SHORT TASK | Set down each entry from the block beneath, exactly as written.
[Start of INPUT FOR THIS TASK]
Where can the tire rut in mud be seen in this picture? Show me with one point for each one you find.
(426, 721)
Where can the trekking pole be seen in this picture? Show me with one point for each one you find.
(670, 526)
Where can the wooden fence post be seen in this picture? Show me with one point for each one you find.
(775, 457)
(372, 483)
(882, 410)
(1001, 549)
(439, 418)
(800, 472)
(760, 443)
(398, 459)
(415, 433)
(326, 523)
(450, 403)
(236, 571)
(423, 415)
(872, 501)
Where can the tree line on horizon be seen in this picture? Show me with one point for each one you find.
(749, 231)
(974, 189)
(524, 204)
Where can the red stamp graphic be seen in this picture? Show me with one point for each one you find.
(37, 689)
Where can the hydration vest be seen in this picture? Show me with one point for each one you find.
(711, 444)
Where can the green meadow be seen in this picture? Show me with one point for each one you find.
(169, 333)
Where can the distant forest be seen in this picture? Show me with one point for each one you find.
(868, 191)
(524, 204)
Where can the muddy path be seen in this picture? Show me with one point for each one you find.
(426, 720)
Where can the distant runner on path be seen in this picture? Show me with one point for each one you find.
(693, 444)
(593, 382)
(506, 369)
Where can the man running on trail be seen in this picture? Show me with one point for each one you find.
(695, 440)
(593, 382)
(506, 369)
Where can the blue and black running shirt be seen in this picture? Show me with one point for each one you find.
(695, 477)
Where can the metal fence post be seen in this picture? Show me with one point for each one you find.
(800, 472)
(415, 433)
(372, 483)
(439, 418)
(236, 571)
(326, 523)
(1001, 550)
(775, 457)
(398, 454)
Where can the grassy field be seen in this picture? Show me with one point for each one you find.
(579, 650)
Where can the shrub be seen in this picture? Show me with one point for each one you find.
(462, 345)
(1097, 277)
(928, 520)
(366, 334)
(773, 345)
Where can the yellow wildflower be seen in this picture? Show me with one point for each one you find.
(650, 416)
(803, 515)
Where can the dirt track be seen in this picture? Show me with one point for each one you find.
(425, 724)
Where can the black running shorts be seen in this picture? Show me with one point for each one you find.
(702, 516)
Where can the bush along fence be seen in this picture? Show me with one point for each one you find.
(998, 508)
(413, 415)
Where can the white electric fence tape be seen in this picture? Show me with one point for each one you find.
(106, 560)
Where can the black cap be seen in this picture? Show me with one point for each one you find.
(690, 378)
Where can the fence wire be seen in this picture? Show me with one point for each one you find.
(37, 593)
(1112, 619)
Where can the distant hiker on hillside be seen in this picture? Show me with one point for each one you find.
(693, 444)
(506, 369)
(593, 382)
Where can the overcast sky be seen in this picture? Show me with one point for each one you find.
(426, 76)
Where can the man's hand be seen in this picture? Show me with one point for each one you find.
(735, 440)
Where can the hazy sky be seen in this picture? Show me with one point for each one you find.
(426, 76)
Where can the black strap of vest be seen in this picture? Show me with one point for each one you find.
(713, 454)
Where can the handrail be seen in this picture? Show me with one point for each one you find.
[End of INPUT FOR THIS TASK]
TASK OUTPUT |
Where can the tire rut in mud be seen in this picture? Show me with one point for each one you find.
(426, 721)
Where can the trekking pole be seen in this picture? Show me with one point for each one you find.
(670, 526)
Where can the wooden fence post be seen in this picture? Show me with one point for each one you find.
(775, 457)
(372, 483)
(882, 410)
(1001, 549)
(439, 418)
(800, 472)
(760, 443)
(398, 459)
(415, 433)
(326, 523)
(450, 403)
(236, 571)
(423, 415)
(872, 501)
Where can the tree line on horizon be seen in this picture? Show me with one point for each one you find.
(749, 231)
(974, 189)
(524, 204)
Where can the red stamp graphic be seen in this picture? Show me with one point for each one you find.
(37, 689)
Where can the hydration vest be seen in this picture? Show me with one point for each one you find.
(711, 444)
Where can the green meadow be seen in this picture? Show me with one point for each one you find.
(169, 333)
Where can the distant forest be seen in this picture? Show me with one point for each one you find.
(868, 191)
(524, 204)
Where can the muddy path be seen in this picture? Show me with one point for each one you find.
(426, 720)
Where can the distant runner on path be seen in this picture? Show me with one point for each one you find.
(693, 444)
(593, 382)
(506, 369)
Where can the man running on trail be seen in this picture? Show me with one point for each one you find.
(695, 440)
(593, 382)
(506, 369)
Where can the blue and black running shirt be seen in this picture? Show me with one point for each one you find.
(695, 477)
Where can the metal fence post be seen in this picture? Show me with one point for each one you find.
(800, 472)
(415, 433)
(372, 483)
(439, 418)
(236, 571)
(326, 523)
(1001, 550)
(775, 457)
(398, 454)
Where can the grassy field be seen in this picture? Show me with one point for each one you find.
(579, 650)
Where can the shrub be seen in this picture? Show me with one point for each one you find.
(462, 345)
(1097, 277)
(928, 520)
(366, 334)
(773, 345)
Where can the yellow wildflower be seen in this picture? Show me with one point for each one you find.
(650, 416)
(803, 515)
Where can the dirt track be seen in this picture? Show me with one point for each one you find.
(425, 724)
Where can the black running shorts be seen in this picture? Show me with one point for each one you find.
(702, 516)
Where can the bush along fence be seen in this picture? Show me with one point for each one you find.
(998, 508)
(413, 415)
Where can the white electric fence tape be seen in this picture? Show me with one point for each one you find.
(106, 560)
Where can the black cap be seen in this picture? Show me with one point for each one you find.
(690, 378)
Where can the fence wire be seen in this picture? Show me with one point for each one you find.
(37, 593)
(1112, 619)
Where can the distant hiker on hillside be seen in this picture? Show me with one point for each one you find.
(693, 444)
(506, 369)
(593, 382)
Where can the overcast sky be seen in this picture? Show me with one point for each one you find.
(426, 76)
Where can the man's hand be seen in this picture? Show me with one point for each one you find.
(735, 440)
Where can the hazy sky be seen in this picture? Show me with one point for each one you find.
(426, 76)
Where can the black strap of vest be seen in this picture? Show me with one point for each one you find.
(713, 454)
Where can the handrail be seen in this picture? Show me with one point for each one you find.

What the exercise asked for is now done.